## Exercise aim
Write out again only the lines running from the one that contains "[tag] car side" to the end of the records below, including both the first and the last.

-- Start of Raw records --

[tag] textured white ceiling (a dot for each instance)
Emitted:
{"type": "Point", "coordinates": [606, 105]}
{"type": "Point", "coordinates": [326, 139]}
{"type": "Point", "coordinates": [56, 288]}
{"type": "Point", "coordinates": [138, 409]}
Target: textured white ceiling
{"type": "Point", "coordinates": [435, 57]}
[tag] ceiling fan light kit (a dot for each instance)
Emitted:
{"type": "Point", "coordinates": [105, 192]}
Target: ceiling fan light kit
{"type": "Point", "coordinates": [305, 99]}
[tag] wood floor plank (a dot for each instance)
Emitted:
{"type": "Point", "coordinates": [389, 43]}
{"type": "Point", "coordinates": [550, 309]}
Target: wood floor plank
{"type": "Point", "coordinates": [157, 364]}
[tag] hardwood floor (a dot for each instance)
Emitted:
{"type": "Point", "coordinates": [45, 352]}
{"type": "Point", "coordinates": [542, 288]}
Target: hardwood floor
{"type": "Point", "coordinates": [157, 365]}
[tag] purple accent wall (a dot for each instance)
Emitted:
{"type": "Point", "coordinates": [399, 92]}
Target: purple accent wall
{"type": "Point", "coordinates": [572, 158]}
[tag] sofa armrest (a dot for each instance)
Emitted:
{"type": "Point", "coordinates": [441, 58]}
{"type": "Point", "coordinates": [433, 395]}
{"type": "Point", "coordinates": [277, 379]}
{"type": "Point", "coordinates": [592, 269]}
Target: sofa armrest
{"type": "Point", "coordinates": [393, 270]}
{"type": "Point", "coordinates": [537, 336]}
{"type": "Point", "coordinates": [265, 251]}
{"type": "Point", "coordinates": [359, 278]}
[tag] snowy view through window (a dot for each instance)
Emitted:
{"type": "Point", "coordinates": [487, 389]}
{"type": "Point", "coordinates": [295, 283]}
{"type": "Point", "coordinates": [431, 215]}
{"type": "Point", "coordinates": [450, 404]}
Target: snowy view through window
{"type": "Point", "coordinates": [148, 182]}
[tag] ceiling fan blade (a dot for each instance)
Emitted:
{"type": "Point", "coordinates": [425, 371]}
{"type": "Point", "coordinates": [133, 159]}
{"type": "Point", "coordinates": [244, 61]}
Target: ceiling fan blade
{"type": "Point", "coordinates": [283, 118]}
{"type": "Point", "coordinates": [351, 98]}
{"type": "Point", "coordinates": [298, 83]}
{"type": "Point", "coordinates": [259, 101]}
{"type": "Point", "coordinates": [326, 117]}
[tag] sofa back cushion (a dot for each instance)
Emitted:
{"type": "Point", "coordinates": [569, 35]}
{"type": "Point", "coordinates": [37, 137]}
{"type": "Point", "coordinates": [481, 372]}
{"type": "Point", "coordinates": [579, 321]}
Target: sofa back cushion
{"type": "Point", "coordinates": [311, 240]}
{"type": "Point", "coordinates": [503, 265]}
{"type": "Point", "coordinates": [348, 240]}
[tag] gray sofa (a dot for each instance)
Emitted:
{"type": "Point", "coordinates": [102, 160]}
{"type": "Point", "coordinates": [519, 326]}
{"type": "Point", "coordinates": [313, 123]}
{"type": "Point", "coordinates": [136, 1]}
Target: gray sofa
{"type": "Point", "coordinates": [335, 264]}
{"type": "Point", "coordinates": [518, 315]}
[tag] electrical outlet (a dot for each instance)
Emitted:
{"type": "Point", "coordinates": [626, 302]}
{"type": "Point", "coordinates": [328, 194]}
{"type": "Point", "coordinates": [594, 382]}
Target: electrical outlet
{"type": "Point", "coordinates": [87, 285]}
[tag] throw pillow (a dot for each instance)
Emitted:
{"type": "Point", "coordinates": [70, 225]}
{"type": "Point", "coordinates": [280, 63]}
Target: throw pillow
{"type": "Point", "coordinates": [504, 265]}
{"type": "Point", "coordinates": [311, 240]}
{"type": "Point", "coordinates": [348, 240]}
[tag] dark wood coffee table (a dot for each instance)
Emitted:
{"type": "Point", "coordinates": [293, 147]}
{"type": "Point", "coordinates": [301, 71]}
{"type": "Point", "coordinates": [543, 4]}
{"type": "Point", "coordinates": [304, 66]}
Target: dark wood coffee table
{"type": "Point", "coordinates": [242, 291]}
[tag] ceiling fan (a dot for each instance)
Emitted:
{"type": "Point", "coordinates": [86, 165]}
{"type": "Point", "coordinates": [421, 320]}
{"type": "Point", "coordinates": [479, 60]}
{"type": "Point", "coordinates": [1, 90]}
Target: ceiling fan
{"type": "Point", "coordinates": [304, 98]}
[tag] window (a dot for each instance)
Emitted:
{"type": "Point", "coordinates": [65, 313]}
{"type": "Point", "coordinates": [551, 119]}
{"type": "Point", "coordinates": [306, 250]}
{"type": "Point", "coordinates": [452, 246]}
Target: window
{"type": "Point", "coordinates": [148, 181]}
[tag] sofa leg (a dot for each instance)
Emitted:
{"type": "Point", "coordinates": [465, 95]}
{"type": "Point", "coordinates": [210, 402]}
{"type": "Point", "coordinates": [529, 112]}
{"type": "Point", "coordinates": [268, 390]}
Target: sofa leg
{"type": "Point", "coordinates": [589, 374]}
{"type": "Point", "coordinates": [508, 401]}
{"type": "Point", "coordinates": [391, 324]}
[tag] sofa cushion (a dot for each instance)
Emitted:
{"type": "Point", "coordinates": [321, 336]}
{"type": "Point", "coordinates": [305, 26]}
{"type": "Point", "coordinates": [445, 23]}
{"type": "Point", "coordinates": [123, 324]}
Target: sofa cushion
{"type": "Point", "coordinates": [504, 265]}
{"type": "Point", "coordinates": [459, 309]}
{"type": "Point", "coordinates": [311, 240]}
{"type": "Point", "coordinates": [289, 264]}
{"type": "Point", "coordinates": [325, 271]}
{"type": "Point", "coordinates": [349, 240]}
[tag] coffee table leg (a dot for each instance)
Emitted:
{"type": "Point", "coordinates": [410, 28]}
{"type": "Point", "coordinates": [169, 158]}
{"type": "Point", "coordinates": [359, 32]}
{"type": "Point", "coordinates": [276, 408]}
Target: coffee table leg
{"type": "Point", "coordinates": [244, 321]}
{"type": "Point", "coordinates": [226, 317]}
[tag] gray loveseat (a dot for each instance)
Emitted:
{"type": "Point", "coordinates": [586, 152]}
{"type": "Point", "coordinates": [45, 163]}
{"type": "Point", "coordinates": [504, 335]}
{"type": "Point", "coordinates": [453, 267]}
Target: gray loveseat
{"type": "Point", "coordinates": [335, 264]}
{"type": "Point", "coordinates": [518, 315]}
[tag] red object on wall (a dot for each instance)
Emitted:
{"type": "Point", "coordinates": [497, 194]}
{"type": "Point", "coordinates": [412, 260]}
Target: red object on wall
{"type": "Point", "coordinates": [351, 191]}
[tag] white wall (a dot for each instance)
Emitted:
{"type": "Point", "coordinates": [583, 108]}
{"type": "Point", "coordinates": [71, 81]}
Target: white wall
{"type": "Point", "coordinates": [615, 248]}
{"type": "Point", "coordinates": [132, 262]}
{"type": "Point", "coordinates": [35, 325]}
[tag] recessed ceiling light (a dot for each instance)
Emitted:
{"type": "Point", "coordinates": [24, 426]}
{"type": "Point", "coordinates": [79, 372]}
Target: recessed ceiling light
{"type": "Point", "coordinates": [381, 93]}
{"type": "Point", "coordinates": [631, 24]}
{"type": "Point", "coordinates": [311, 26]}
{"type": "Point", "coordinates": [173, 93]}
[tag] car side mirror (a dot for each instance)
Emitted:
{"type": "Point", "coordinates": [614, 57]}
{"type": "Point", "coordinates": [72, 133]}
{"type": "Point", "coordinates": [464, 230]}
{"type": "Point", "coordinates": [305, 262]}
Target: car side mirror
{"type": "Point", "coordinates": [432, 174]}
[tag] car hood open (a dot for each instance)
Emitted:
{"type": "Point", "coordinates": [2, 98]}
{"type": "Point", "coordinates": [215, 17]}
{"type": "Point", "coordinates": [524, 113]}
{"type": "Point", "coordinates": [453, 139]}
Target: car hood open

-- End of Raw records --

## Solution to the exercise
[tag] car side mirror (a dot for each instance)
Emitted:
{"type": "Point", "coordinates": [614, 57]}
{"type": "Point", "coordinates": [72, 133]}
{"type": "Point", "coordinates": [464, 230]}
{"type": "Point", "coordinates": [305, 262]}
Target: car side mirror
{"type": "Point", "coordinates": [432, 174]}
[tag] car hood open (a dot for each instance)
Emitted:
{"type": "Point", "coordinates": [2, 98]}
{"type": "Point", "coordinates": [215, 17]}
{"type": "Point", "coordinates": [524, 113]}
{"type": "Point", "coordinates": [453, 139]}
Target: car hood open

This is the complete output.